Required work
Only lines containing "pedestrian" are wanted from the data below. Copy those lines.
::::
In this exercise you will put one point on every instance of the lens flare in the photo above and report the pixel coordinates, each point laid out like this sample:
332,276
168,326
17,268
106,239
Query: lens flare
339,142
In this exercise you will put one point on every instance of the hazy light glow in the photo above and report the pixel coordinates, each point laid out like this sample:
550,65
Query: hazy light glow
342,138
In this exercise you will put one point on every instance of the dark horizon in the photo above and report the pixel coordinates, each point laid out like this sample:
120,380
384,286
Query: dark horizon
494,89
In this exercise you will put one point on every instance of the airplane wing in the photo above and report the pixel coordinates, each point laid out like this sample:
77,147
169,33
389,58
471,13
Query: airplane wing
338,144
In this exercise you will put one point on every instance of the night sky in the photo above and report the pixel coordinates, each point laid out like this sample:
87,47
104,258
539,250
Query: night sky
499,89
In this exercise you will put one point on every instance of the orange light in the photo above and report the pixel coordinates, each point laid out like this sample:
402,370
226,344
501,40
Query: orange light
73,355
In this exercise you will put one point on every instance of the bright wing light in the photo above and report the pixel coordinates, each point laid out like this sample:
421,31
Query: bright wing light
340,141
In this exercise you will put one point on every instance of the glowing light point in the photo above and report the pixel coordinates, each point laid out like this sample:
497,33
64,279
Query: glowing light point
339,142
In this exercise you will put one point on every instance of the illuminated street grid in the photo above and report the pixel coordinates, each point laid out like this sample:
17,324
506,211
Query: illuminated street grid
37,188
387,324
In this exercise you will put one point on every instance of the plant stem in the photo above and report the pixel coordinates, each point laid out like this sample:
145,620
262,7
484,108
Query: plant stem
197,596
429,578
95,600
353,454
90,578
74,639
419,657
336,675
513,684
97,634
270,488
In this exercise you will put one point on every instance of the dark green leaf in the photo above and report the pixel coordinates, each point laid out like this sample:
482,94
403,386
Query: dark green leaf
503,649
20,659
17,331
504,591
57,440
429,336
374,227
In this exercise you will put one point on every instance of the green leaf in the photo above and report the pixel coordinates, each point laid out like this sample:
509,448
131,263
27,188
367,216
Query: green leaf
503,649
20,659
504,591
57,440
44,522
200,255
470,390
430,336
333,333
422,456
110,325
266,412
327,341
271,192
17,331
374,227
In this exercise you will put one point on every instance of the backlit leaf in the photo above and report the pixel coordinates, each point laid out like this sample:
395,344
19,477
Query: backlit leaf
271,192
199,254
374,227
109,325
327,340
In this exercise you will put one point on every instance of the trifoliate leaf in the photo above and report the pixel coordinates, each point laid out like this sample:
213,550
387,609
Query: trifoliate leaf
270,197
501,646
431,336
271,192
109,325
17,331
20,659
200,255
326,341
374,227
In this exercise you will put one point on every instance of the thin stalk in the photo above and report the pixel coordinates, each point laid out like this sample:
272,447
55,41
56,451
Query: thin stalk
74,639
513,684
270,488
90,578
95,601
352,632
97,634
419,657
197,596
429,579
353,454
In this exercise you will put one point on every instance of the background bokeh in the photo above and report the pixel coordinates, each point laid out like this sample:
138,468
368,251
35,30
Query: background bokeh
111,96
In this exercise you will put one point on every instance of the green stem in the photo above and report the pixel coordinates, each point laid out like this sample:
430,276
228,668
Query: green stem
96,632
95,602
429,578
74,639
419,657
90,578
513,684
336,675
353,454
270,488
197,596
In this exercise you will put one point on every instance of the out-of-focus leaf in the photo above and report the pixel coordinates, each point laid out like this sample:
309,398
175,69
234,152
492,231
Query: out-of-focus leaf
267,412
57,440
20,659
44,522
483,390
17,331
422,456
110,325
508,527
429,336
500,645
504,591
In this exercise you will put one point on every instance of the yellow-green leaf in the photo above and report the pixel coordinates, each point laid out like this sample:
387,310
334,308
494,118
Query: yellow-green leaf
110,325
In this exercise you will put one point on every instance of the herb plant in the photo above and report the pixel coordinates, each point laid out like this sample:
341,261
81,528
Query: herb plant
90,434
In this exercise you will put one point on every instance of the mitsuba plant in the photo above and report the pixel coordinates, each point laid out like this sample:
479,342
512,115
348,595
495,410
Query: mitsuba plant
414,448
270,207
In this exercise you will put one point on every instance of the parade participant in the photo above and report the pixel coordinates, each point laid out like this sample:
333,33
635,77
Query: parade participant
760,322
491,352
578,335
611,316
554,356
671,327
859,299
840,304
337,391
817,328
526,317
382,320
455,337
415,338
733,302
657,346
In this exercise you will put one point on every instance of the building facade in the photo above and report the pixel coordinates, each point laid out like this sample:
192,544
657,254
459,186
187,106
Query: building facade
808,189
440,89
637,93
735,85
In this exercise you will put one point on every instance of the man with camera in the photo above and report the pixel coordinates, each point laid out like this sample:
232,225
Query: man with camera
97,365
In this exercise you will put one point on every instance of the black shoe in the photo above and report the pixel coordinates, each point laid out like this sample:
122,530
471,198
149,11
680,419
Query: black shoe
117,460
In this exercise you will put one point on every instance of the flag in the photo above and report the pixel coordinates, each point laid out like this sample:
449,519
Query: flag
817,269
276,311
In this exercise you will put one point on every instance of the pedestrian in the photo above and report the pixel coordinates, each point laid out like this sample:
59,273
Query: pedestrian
::::
Finished exercise
In this exercise you will put one point on every instance of the pedestrian in the photo above and report the pixel coordinates, each point laid out like this sample:
Query: pedestrian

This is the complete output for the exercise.